§ **Selection**:
╭──

Ali Wong is somewhere in the middle in both cases. Nothing too interesting here.

## Amount of Profanity

Assume that profanity is a distraction; F- is used for every part of speech as a filler word. At the same time saying 'that was shit' has the opposite meaning to 'that was the shit' - idiomatic.

In [None]:
# Earlier I said we'd revisit profanity. Let's take a look at the most common words again.
# Counter(words).most_common()

In [None]:
data[:1]

In [None]:
# Let's isolate just these 'blue' words and see how frequntly they are used by a given comedian.
data_blue_words = data.transpose()[['fucking', 'fuck', 'shit', 'nigga']]
data_profanity = pd.concat([data_blue_words.fucking + data_blue_words.fuck, data_blue_words.shit, data_blue_words.nigga], axis=1)
data_profanity.columns = ['f_word', 's_word', 'n_word']
data_profanity

In [None]:
# Let's create a scatter plot of our findings
plt.rcParams['figure.figsize'] = [10, 8]

for i, comedian in enumerate(data_profanity.index):
    x = data_profanity.f_word.loc[comedian]
    y = data_profanity.s_word.loc[comedian]
    plt.scatter(x, y, color='blue')

╰──

§ **Data listing**:
╭──

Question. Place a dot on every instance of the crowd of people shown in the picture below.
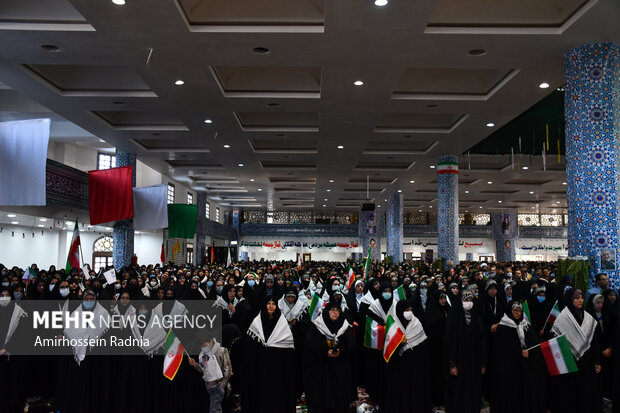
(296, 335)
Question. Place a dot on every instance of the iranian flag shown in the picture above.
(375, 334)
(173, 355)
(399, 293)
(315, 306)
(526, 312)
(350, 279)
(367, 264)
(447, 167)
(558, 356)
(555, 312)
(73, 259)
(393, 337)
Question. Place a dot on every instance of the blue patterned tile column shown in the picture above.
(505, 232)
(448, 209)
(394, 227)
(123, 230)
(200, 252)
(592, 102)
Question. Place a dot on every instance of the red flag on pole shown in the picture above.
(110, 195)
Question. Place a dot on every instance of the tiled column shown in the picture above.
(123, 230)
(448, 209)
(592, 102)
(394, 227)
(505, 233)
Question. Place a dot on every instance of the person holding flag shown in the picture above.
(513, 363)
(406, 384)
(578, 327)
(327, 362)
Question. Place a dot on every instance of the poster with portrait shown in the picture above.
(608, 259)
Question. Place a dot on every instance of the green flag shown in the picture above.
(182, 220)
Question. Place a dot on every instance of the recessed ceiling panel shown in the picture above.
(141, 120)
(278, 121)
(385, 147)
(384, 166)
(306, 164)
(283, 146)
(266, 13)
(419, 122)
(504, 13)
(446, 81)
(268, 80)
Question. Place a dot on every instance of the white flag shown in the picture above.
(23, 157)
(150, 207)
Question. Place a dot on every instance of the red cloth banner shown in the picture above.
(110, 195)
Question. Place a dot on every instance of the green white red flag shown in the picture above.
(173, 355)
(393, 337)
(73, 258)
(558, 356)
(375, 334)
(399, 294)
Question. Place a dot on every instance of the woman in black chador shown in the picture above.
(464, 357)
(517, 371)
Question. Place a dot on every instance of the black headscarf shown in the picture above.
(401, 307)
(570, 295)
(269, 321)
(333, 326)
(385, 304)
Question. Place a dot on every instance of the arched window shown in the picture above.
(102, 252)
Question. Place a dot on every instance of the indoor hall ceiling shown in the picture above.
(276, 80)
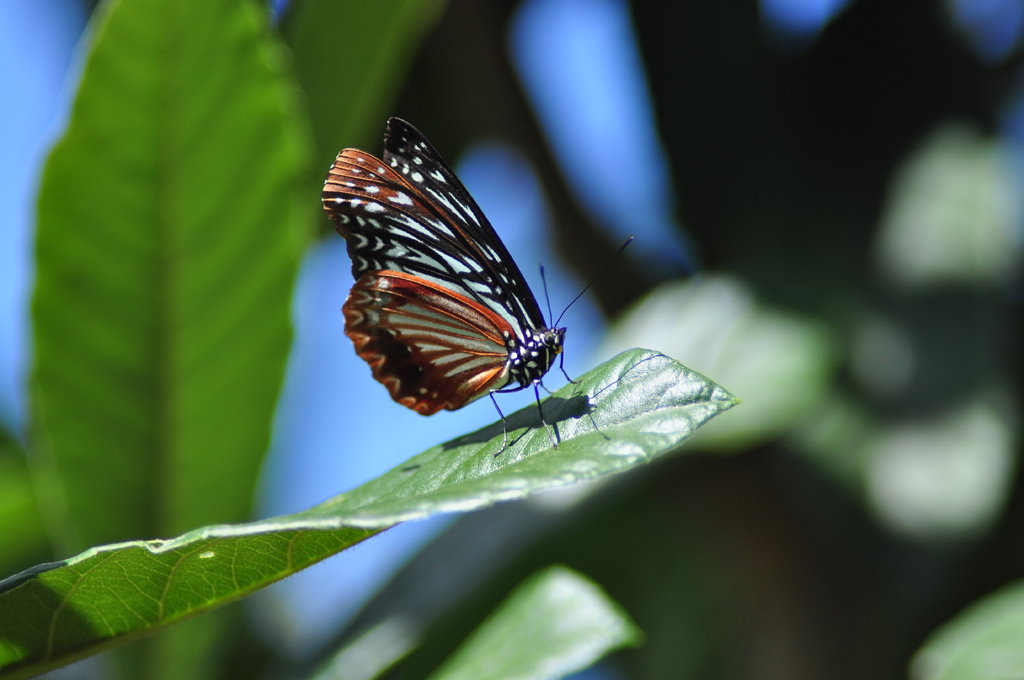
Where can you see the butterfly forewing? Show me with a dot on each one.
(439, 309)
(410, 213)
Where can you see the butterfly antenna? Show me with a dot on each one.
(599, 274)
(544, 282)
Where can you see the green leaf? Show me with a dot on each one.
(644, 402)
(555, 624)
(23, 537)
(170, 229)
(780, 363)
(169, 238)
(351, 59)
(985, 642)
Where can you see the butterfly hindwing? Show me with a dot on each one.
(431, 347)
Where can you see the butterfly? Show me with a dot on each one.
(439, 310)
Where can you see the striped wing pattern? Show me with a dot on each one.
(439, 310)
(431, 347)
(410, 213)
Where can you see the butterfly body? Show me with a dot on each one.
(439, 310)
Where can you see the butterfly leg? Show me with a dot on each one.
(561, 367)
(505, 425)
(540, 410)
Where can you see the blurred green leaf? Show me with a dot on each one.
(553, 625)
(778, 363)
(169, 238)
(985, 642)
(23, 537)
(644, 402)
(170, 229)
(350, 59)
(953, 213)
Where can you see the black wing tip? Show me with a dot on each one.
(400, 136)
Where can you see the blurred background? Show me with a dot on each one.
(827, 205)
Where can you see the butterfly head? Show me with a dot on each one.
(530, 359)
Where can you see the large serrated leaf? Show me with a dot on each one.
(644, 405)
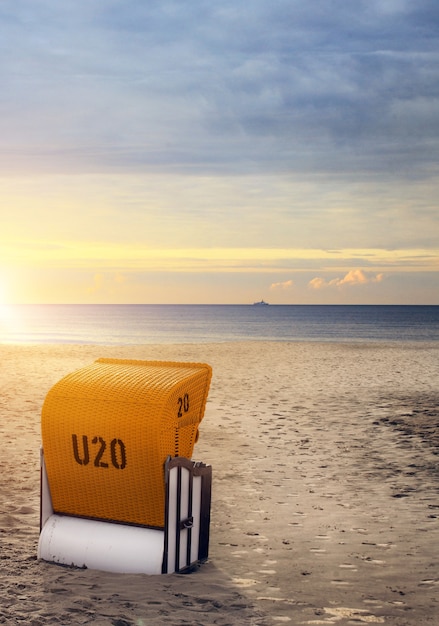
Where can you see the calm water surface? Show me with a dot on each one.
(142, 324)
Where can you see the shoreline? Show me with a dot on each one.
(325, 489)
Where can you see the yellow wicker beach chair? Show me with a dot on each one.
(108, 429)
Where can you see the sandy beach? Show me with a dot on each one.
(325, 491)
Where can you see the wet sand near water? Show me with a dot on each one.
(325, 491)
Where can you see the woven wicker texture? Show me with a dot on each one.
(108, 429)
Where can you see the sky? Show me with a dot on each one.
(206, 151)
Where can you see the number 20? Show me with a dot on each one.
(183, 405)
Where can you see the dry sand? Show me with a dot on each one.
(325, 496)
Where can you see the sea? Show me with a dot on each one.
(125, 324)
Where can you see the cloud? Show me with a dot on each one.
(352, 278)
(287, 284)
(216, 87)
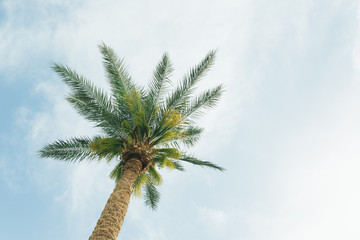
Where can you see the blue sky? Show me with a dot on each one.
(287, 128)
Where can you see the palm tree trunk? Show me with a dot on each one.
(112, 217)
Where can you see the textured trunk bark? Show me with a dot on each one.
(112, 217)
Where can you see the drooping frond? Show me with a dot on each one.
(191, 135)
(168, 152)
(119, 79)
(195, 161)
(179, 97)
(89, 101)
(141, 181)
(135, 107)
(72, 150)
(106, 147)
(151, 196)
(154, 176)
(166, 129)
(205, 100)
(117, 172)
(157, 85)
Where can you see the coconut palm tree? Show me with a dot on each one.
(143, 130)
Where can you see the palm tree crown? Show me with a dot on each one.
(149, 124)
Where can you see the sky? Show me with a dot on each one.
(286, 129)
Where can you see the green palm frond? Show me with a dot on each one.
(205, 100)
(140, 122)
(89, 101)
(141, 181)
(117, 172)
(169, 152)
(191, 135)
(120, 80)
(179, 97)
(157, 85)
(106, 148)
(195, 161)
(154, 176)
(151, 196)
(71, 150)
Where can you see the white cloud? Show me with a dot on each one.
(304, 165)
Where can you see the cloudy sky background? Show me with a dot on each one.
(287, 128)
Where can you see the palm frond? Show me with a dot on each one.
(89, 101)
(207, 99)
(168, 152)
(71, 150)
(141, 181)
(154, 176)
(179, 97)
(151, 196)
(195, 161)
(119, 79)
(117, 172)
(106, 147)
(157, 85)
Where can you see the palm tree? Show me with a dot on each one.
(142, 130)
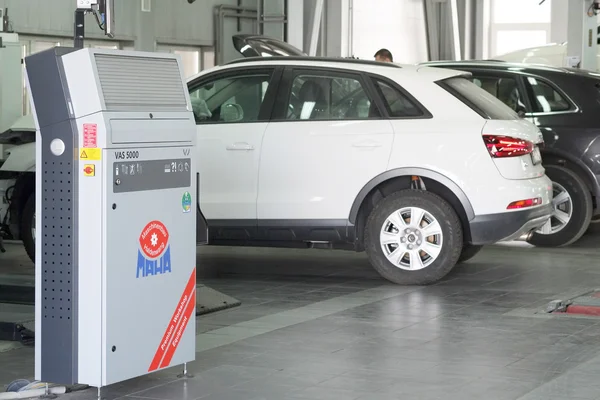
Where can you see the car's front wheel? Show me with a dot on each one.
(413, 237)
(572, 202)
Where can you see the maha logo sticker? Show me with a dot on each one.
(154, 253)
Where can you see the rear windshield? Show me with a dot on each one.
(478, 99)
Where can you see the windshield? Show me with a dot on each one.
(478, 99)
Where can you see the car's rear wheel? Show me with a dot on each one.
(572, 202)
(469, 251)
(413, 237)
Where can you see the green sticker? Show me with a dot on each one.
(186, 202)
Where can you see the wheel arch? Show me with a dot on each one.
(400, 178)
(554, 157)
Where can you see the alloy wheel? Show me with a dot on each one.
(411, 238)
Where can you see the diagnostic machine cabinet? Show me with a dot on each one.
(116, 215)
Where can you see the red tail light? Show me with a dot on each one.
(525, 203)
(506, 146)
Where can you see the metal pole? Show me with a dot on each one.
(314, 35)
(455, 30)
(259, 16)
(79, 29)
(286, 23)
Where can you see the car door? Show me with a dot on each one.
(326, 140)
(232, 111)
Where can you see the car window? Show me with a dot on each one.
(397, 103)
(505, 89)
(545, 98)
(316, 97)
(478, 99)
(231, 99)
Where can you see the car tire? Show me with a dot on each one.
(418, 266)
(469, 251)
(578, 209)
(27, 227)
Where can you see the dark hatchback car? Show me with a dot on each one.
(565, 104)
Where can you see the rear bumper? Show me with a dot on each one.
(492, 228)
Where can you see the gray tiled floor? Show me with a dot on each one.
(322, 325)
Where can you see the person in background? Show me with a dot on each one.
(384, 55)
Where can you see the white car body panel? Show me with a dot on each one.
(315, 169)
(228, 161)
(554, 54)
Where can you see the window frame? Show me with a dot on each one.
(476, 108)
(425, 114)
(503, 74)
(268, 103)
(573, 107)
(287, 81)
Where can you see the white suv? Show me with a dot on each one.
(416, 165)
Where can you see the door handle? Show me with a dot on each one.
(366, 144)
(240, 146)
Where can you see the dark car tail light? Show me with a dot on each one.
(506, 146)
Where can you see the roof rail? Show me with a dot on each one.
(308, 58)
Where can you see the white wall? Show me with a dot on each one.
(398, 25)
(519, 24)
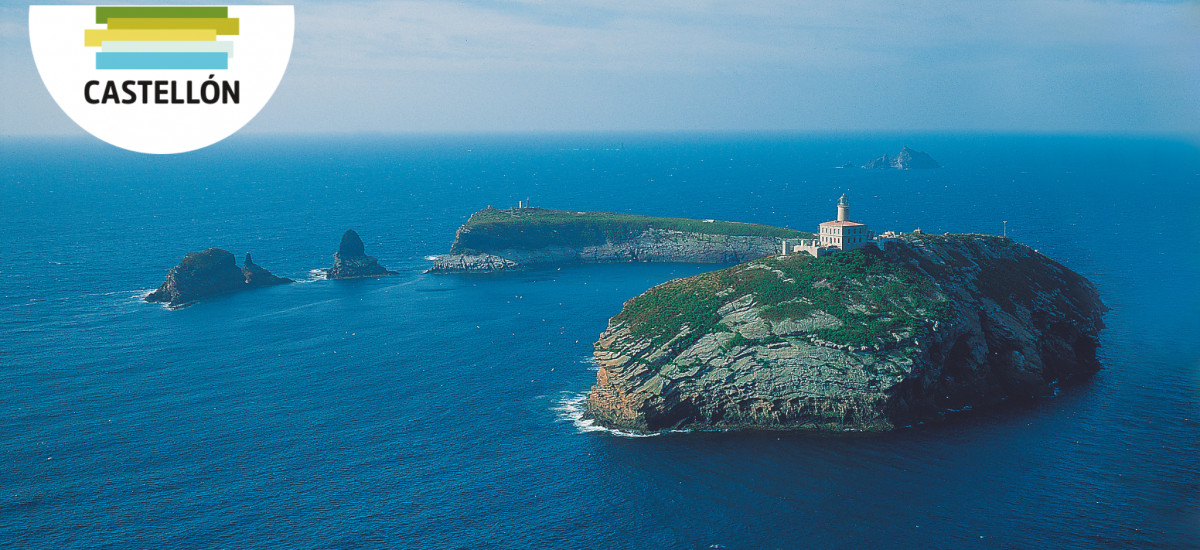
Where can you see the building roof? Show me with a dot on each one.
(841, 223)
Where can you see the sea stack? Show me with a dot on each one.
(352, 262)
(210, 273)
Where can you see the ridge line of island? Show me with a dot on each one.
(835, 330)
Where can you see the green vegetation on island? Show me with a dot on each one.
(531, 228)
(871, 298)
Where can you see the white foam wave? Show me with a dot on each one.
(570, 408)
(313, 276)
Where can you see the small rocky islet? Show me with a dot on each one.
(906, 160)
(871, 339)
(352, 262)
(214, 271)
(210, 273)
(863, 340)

╰──

§ **Challenges**:
A: Repeat the stretch of the profanity notebook from "Assume that profanity" through "shit' - idiomatic.".
B: In the profanity notebook, which comedian is described as somewhere in the middle in both cases?
C: Resume the profanity notebook right after its final line and keep it going.
The records have no connection to the profanity notebook.

§ **Task answers**:
A:
Assume that profanity is a distraction; F- is used for every part of speech as a filler word. At the same time saying 'that was shit' has the opposite meaning to 'that was the shit' - idiomatic.

B: Ali Wong.

C:
    plt.text(x+1.5, y+0.5, full_names[i], fontsize=10)
    plt.xlim(-5, 155) 
    
plt.title('Number of Blue Words Used in Routine', fontsize=20)
plt.xlabel('Number of F Bombs', fontsize=15)
plt.ylabel('Number of S Words', fontsize=15)

plt.show()

Here is a 3D plot of Blue words used by the comedians

In [None]:
from mpl_toolkits.mplot3d import axes3d
import matplotlib.pyplot as plt

fig = plt.figure()

ax = fig.add_subplot(111, projection='3d')
# ax = plt.axes(projection='3d')

# Data for a three-dimensional line
for i, comedian in enumerate(data_profanity.index):
    x = data_profanity.f_word.loc[comedian]
    y = data_profanity.s_word.loc[comedian]
    z = data_profanity.n_word.loc[comedian]
    ax.scatter(x, y, z)

ax.set_title('Blue Words')
ax.set_xlabel('F Bombs')
ax.set_ylabel('S Word')
ax.set_zlabel('N Word')

fig.show()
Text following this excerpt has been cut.